## Selected passage
>> begin
Beit Amin () is a Palestinian village in the Qalqilya Governorate in the western West Bank, located south of Qalqilya. According to the Palestinian Central Bureau of Statistics, the village had a population of approximately 1,147 inhabitants in 2006.

Location
Beit Amin is located 8.35km south-east of Qalqiliya. It is bordered by Sanniriya to the east, Al Mudawwar and ‘Izbat al Ashqar to the south, ‘Izbat Salman to the west, and ‘Azzun ‘Atma to the north.

History
In 1882 the PEF's Survey of Western Palestine noted Khurbet Beit Yemin (under "Archæology"): "Walls, cisterns and rock-cut tomb."

British Mandate 
The village passed to British control they defeated the Ottoman Empire in World War 1. The village was administered under the British Mandate for Palestine until 1948.

Jordanian Era 
In the wake of the 1948 Arab–Israeli War, and after the 1949 Armistice Agreements, Beit Amin came under Jordanian rule.
>> end
## Request
Please say whether each statement agrees with the passage on Beit Amin, answering yes or no and quoting the words that decide it. 1. Beit Amin lies south-east of Qalqiliya. 2. Sanniriya borders the village to the west. 3. Beit Amin came under Jordanian rule after the 1949 Armistice Agreements.

Excerpts from point annotation data
>> begin
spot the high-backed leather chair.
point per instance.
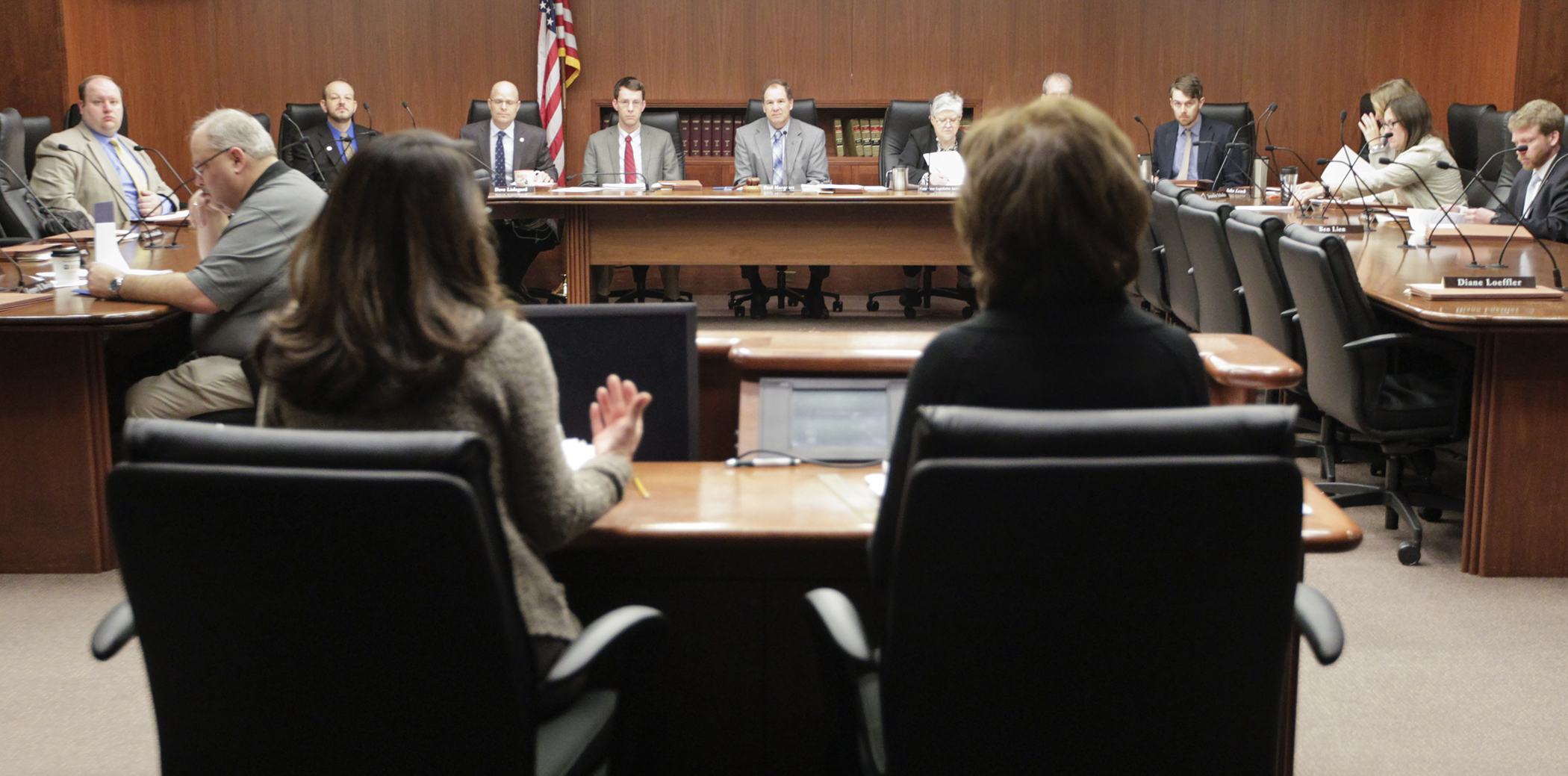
(650, 344)
(1180, 284)
(1220, 305)
(902, 118)
(805, 110)
(527, 112)
(1492, 135)
(1404, 391)
(1021, 637)
(1239, 117)
(1463, 129)
(74, 117)
(668, 121)
(342, 603)
(37, 129)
>> end
## The solution
1. Yes: "Beit Amin is located 8.35km south-east of Qalqiliya."
2. No: "It is bordered by Sanniriya to the east"
3. Yes: "after the 1949 Armistice Agreements, Beit Amin came under Jordanian rule."